WHAT THE TASK ASKS =>
Arrange the data below as a Markdown table with the columns "Row" and "Text," starting at the first line of the data and ending at the line containing "[892,763,1042,776]". Leave out blank lines.

Extracted data:
————————
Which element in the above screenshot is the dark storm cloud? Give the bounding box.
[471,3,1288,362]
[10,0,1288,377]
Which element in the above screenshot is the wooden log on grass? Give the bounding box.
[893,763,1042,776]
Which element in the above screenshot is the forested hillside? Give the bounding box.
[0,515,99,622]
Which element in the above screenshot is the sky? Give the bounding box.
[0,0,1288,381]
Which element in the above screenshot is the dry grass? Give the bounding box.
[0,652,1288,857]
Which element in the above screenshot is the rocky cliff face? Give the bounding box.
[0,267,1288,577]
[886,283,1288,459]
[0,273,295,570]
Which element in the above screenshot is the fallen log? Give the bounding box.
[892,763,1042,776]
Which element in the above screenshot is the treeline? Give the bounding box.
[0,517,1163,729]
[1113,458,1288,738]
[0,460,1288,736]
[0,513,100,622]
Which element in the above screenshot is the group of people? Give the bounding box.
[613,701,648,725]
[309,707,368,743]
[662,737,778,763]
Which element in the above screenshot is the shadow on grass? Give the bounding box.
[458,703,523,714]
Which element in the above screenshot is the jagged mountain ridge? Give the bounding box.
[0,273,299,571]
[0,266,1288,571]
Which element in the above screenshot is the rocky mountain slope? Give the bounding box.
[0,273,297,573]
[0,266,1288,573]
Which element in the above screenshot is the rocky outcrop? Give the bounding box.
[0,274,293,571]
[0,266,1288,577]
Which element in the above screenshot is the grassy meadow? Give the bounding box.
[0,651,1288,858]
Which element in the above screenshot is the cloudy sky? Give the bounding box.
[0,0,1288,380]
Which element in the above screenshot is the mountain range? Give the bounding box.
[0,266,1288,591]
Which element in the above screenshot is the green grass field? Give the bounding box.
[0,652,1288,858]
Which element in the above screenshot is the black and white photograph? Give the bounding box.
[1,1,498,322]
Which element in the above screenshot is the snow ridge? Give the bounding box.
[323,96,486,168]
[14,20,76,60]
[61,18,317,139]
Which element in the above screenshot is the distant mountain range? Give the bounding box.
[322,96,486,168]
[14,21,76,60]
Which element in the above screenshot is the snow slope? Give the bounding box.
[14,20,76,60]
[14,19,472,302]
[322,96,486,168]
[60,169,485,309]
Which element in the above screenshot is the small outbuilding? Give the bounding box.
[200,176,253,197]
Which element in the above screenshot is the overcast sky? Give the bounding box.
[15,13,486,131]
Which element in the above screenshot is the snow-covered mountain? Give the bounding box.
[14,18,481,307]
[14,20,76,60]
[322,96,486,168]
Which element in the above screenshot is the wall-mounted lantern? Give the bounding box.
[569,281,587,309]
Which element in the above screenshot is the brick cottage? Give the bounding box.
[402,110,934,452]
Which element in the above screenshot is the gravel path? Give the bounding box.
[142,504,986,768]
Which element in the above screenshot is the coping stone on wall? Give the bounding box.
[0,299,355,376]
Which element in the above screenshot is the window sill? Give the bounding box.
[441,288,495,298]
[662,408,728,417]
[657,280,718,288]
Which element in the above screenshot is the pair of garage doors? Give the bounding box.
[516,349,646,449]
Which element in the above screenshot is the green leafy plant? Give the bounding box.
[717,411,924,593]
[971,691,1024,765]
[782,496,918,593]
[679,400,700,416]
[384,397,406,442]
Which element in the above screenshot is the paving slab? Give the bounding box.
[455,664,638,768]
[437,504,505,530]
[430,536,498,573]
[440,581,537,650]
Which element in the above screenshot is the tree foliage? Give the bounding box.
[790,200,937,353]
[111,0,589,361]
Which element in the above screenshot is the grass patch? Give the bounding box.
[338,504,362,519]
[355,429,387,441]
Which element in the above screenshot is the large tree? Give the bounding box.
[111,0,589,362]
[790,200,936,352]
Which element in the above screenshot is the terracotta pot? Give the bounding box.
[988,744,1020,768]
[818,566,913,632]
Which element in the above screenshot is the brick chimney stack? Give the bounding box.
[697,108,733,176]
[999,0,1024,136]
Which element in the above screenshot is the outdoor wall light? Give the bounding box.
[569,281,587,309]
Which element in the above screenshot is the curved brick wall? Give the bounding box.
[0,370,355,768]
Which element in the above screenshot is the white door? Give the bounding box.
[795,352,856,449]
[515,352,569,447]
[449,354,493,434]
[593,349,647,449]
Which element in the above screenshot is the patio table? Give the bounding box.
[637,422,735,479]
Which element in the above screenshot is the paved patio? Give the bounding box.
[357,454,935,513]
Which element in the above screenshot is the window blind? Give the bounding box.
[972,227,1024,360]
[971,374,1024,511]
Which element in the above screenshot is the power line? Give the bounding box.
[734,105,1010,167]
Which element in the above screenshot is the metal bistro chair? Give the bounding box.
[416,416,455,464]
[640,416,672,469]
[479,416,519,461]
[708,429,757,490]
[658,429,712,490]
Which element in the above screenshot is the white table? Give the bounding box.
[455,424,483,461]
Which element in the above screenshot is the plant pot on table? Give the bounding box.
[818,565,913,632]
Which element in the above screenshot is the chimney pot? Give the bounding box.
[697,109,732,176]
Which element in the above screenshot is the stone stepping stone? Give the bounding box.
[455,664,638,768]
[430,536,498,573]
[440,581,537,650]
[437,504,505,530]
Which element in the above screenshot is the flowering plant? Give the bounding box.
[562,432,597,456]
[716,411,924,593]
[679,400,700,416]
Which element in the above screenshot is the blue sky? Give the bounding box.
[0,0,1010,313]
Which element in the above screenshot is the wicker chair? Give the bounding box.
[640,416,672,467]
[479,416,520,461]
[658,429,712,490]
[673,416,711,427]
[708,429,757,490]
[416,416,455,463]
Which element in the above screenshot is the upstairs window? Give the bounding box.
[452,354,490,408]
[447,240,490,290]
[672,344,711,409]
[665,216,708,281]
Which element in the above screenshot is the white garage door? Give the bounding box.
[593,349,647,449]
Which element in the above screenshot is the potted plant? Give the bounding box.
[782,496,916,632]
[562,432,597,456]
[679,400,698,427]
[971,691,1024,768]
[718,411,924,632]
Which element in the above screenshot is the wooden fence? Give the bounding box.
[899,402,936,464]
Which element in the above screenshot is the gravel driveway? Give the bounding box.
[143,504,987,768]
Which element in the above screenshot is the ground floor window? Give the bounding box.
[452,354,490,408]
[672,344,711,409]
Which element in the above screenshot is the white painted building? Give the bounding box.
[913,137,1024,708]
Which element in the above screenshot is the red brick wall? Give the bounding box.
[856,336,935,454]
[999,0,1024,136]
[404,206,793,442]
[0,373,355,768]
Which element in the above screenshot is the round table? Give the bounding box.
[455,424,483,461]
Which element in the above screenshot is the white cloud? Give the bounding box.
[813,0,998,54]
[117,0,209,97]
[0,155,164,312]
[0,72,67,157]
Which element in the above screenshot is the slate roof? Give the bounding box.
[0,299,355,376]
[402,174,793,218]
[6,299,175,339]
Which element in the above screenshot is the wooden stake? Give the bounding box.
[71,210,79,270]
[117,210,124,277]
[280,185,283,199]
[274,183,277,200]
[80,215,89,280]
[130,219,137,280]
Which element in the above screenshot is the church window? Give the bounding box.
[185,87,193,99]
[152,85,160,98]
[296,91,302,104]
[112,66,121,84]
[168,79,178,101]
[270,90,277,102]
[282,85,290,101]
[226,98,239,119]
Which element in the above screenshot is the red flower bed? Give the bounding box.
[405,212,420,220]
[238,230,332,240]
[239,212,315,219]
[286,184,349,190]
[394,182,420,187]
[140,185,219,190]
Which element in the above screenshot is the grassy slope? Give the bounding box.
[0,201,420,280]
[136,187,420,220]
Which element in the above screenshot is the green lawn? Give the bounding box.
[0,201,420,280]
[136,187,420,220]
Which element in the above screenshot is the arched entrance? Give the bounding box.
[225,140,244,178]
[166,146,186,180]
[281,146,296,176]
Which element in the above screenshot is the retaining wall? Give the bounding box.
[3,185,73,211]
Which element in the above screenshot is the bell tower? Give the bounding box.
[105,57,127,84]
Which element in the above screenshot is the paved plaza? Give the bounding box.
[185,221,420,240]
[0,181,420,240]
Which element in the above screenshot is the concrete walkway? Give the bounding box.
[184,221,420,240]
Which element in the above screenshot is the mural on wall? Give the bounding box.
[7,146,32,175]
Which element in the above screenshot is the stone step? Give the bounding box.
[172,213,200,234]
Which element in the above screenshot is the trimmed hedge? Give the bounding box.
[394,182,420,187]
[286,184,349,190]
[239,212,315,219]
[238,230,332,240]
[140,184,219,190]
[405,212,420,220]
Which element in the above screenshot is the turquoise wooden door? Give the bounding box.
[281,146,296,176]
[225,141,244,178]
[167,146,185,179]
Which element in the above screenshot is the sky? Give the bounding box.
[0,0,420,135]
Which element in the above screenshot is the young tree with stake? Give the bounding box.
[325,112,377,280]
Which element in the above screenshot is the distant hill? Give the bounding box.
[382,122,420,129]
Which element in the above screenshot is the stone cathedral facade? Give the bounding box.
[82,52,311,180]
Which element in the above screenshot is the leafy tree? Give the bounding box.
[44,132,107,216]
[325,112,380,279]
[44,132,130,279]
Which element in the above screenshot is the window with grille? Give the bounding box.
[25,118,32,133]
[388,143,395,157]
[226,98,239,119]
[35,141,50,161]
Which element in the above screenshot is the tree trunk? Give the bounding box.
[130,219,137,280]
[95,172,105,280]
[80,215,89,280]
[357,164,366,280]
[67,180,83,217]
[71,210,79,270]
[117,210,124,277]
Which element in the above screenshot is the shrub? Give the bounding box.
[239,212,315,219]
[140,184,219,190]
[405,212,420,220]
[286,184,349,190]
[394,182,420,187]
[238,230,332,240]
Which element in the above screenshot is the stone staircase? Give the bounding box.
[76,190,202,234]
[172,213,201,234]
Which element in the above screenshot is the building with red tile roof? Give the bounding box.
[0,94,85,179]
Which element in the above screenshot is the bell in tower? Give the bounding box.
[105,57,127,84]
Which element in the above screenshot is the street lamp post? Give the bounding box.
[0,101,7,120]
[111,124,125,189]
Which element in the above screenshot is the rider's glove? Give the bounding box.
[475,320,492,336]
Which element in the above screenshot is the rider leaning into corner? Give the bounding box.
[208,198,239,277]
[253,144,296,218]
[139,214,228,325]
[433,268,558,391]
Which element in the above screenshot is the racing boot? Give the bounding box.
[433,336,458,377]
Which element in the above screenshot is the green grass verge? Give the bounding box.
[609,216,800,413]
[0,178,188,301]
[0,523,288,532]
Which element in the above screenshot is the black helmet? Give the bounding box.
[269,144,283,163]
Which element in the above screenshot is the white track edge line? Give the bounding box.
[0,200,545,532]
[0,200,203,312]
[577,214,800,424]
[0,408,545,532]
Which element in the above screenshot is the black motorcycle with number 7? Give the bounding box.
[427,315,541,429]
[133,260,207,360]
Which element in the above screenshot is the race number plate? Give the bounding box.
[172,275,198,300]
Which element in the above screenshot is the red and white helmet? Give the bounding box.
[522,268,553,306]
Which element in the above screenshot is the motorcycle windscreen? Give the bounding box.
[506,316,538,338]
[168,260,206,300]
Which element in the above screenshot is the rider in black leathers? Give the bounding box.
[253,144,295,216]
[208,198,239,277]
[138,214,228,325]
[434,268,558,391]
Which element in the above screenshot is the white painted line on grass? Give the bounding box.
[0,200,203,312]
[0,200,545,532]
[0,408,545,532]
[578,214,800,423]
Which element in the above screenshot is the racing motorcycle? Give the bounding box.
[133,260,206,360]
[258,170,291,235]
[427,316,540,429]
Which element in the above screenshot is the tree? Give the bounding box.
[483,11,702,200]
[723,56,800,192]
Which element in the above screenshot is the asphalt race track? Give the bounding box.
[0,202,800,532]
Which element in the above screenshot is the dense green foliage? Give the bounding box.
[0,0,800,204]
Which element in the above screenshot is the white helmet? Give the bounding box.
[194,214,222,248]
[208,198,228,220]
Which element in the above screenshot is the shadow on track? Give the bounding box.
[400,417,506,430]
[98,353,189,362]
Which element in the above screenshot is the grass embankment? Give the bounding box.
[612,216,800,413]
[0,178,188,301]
————————
FULL SOLUTION =>
| Row | Text |
|---|---|
| 1 | Which element in the above screenshot is the dark storm cloud? Give the bounding box. |
| 2 | [471,3,1288,362] |
| 3 | [10,0,1288,377] |
| 4 | Which element in the above screenshot is the wooden log on grass? Give the bounding box. |
| 5 | [893,763,1042,776] |
| 6 | Which element in the above screenshot is the forested hillside? Give the bounding box. |
| 7 | [0,515,99,622] |
| 8 | Which element in the above screenshot is the sky? Give the bounding box. |
| 9 | [0,0,1288,381] |
| 10 | Which element in the above screenshot is the dry grass? Give the bounding box. |
| 11 | [0,652,1288,857] |
| 12 | Which element in the above screenshot is the rocky cliff face? Give the bounding box. |
| 13 | [0,267,1288,577] |
| 14 | [886,283,1288,459] |
| 15 | [0,273,295,570] |
| 16 | Which element in the above screenshot is the fallen log? Give the bounding box. |
| 17 | [892,763,1042,776] |